Portion of a data file:
- - - - -
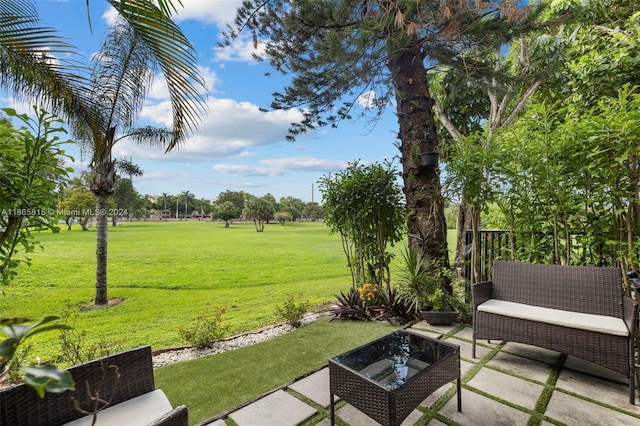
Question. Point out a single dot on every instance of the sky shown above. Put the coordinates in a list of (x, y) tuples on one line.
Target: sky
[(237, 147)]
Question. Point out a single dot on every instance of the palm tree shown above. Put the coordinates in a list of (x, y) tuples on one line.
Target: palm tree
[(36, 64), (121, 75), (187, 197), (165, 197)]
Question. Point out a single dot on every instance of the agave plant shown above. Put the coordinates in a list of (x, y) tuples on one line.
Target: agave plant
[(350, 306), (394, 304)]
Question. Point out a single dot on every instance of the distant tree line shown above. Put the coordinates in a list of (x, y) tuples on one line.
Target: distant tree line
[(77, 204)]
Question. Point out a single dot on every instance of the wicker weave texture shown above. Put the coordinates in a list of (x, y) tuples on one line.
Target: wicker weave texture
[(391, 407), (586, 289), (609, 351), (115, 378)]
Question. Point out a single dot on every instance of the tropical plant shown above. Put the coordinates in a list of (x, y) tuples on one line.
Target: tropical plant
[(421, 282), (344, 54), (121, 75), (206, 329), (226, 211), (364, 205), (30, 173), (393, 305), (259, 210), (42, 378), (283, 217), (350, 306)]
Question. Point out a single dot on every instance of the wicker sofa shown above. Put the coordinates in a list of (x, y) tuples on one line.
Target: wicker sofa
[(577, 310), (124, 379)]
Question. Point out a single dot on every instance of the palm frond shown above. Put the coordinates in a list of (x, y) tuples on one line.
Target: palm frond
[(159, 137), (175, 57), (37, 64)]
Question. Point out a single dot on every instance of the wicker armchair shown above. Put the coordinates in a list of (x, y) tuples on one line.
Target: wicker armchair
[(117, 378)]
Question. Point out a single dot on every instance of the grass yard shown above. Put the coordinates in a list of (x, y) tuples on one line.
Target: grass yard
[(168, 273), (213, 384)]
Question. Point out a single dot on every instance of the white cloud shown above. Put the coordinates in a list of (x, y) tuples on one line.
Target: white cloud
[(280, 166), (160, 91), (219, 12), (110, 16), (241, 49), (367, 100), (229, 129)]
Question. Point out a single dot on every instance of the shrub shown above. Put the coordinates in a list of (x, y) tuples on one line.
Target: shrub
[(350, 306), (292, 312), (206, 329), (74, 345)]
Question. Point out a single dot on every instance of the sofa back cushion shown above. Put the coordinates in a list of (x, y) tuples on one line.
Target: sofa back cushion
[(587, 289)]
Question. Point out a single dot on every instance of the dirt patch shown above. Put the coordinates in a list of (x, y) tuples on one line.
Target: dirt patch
- - - - -
Please write out the entire listing above verbatim, leaving out the pictures.

**Expected answer**.
Question. Point out a single dot on every instance of the sky shown above. Put the coordinates in a list of (x, y) tuples on one line.
Target: sky
[(237, 147)]
Question. Point out a single dot on every instance of the palm tree shown above. Put the coordinates in a list of (x, y) tuples on one line.
Target: palm tree
[(36, 64), (121, 75), (187, 197), (165, 197)]
Question. Point out a single dot on every instance of the agave plant shown above. Put the coordinates in a list of (x, y) tuples on one line.
Target: agave plant
[(350, 306), (394, 304)]
Question. Point out a single dot on every instance of the distant tree line shown above. Put the coordinates in a list of (x, y) tuples on one line.
Target: distant tree line
[(77, 204)]
Question. Point out a single dot on every instance of the wicker weave texture shown above. Put the coordinates in a list of (x, y) tuples on one line.
Target: wicker weave texture
[(391, 407), (586, 289), (609, 351), (115, 378)]
Question. Point out a single dot on every instance of the tropical plant shown above. Put the coordinates in a list of (x, y) tuples on one line.
Target: tropical plant
[(421, 282), (344, 54), (121, 75), (206, 329), (226, 211), (364, 205), (30, 173), (393, 305), (259, 210), (42, 378), (283, 217), (350, 306)]
Question. Point out a single dot on every instance of the wicker sofa shown above. Put the coordinates in a list of (x, y) tuples on one line.
Target: wicker sofa
[(577, 310), (124, 379)]
Question. Point out a single dot on every instance of the palm frond shown above. Put the coordinates in a list of (x, y) tuples on one line.
Target: palm frond
[(159, 137), (175, 57), (37, 64)]
Question. Point out a single dot on every instance of the wicker armchair shown above. Put the coordinates in a list of (x, y) tuples on one line.
Target: wicker armchair
[(117, 378)]
Question. Point out a single dot on every instance of the grass yard shown above. Put the coordinates in a list of (x, y) tuples on one line.
Target: grass yard
[(168, 273), (213, 384)]
Question. Point out a single dot on every instance of the white cloud shown above. Put the coordinates in a list of (x, y) tuples on one line.
Target: white cloud
[(280, 166), (160, 91), (219, 12), (110, 16), (241, 49), (367, 100), (229, 129)]
Question. Point out a single dot on every instance of the shrub shown above. Put the coordinates in a list of (x, y) tuples on one line.
Target: shrub
[(350, 306), (292, 312), (206, 329), (74, 345)]
Question. Point out a single dot on every instance of the sofa back cushion shown above. Put the coordinates in a list of (x, y) tuples on one line.
Target: sofa back cushion
[(587, 289)]
Question. Point out a single dot on every instance of the dirt patch shown above. Put the coordinates in a list of (x, y) tuples on one line.
Target: dirt patch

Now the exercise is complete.